• **Problem description**:
List each line in the rows below that contains the word "black". Case matters.

======== Record excerpts ========

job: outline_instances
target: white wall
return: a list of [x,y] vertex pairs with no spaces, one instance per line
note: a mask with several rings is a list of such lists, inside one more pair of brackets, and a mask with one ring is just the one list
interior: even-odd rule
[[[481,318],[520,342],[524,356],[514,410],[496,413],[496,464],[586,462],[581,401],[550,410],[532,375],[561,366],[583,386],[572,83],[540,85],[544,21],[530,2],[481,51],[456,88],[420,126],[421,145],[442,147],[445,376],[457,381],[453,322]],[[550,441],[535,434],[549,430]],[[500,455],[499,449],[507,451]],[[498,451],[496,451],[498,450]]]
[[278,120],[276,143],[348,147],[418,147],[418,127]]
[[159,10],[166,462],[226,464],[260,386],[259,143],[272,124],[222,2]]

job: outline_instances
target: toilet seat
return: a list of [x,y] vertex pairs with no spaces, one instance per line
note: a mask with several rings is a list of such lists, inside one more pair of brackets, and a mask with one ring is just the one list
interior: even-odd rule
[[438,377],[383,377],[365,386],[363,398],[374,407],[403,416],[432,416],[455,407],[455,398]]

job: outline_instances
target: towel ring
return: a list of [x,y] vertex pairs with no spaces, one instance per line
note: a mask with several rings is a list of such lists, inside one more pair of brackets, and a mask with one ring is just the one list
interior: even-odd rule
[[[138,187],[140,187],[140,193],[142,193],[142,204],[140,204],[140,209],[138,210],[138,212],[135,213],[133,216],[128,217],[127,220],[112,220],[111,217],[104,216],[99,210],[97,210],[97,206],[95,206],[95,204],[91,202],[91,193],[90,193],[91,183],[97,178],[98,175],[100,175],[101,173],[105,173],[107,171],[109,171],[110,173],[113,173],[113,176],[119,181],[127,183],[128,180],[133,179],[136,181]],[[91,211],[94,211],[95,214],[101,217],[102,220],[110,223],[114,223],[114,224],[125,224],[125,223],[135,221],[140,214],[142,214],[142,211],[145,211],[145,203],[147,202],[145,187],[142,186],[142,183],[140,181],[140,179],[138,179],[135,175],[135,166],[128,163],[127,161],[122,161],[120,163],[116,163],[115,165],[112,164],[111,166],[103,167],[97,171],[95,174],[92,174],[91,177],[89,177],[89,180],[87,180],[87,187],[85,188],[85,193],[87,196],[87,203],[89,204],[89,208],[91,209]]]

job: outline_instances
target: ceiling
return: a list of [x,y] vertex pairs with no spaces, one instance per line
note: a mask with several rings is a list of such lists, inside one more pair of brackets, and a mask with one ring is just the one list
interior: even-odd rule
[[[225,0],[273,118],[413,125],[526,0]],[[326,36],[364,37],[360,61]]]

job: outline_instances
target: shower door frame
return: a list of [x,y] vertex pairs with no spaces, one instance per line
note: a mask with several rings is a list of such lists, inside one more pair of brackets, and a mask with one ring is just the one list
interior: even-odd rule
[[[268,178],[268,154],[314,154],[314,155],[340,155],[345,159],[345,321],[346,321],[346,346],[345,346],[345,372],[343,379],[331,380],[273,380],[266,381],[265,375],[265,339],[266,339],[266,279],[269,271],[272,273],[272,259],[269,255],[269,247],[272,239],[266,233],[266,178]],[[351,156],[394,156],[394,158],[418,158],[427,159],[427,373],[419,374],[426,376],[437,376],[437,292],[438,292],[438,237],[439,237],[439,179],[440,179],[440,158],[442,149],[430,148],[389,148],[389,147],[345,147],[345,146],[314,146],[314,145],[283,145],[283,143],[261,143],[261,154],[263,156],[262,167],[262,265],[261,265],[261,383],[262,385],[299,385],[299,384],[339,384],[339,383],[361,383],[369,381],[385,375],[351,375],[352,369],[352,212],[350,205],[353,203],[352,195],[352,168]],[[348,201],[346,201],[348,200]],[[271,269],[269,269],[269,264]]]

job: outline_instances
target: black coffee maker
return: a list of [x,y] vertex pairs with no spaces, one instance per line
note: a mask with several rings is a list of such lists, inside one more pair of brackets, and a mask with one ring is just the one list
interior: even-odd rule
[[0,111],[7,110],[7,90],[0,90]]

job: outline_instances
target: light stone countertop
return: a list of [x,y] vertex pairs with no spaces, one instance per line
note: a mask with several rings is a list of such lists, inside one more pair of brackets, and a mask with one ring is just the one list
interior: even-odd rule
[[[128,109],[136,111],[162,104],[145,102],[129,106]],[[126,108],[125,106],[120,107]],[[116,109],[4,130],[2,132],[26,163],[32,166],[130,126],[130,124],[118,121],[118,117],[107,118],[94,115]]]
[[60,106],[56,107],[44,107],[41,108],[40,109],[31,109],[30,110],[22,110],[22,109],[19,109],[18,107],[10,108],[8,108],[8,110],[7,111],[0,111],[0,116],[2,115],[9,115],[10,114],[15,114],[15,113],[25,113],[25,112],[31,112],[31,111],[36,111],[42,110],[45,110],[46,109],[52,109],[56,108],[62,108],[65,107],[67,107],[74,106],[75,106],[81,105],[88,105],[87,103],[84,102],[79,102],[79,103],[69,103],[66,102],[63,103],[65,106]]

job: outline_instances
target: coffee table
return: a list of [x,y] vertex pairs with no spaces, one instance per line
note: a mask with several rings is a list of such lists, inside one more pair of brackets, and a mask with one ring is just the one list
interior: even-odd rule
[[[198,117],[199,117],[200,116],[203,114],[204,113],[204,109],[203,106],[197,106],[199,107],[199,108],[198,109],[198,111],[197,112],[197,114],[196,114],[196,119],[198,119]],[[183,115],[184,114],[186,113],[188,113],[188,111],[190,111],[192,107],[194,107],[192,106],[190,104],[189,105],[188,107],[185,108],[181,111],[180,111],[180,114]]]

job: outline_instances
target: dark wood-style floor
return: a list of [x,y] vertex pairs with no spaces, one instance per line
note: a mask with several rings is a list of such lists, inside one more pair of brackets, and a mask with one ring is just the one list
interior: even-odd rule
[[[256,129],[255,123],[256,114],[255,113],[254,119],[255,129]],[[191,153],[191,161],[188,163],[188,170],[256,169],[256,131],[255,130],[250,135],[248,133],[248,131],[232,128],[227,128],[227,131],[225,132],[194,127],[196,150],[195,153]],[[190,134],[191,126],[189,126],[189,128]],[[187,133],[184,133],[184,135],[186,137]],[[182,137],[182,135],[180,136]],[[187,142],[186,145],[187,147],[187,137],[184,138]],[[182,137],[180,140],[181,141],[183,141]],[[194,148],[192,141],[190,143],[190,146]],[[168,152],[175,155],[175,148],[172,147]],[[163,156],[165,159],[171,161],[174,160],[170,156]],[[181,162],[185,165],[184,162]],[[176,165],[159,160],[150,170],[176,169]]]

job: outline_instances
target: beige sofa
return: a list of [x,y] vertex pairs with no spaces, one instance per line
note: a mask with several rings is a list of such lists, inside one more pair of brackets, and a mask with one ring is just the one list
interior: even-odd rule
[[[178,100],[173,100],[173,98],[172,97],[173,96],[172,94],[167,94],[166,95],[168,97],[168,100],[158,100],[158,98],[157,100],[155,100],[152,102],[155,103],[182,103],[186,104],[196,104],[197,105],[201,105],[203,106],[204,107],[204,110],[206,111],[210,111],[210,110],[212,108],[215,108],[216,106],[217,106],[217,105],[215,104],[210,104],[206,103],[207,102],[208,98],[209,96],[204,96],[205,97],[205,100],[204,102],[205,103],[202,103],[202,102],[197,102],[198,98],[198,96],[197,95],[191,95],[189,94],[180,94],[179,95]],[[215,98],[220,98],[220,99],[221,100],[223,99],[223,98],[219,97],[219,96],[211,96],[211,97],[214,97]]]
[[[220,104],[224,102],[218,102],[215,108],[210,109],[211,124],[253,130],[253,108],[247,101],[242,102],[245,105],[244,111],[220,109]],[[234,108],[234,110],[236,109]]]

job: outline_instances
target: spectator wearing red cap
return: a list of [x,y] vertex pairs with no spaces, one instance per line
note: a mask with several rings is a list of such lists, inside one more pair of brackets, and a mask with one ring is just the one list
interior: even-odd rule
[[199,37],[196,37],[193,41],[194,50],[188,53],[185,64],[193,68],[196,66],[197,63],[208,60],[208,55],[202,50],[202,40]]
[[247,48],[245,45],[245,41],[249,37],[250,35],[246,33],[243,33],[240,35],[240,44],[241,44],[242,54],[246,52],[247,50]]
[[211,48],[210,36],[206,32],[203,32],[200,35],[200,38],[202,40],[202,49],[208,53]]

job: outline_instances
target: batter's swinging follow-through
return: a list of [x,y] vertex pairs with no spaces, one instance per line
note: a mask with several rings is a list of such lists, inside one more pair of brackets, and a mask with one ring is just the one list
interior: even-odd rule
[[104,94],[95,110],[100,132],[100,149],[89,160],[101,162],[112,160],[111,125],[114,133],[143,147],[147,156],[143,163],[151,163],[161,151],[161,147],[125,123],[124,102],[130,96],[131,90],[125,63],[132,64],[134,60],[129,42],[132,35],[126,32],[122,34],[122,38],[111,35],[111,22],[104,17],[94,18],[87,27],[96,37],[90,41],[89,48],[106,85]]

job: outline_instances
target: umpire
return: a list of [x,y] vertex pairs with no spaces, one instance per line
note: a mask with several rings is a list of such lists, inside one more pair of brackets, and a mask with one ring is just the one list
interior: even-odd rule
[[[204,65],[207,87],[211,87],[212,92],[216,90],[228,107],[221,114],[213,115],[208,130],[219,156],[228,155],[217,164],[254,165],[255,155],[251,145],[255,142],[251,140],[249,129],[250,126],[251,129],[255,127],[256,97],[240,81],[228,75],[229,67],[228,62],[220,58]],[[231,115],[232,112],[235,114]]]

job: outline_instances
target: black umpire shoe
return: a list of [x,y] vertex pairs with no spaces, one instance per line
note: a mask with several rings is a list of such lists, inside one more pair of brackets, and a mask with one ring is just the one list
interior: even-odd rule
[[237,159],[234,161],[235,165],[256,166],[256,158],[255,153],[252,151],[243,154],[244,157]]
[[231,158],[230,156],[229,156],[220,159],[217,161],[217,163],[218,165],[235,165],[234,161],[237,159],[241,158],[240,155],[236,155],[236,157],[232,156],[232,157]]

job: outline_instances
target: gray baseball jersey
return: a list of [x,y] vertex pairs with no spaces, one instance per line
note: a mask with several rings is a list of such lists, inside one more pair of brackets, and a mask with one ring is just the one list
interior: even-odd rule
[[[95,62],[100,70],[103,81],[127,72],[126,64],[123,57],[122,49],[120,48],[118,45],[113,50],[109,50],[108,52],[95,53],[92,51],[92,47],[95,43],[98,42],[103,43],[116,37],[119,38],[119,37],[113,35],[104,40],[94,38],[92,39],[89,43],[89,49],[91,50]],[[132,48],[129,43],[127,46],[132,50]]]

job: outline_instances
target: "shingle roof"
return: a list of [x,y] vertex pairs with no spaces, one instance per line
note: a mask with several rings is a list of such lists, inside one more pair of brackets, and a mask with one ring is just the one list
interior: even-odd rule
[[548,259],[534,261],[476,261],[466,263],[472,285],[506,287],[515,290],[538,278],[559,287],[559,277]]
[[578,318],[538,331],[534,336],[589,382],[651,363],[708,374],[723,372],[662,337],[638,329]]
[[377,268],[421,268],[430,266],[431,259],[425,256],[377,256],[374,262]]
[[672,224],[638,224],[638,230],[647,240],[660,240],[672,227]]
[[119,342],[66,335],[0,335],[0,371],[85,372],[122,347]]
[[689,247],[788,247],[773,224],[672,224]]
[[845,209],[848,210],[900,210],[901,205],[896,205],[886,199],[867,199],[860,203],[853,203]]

========

• **Result**:
target: black coffee maker
target: black umpire shoe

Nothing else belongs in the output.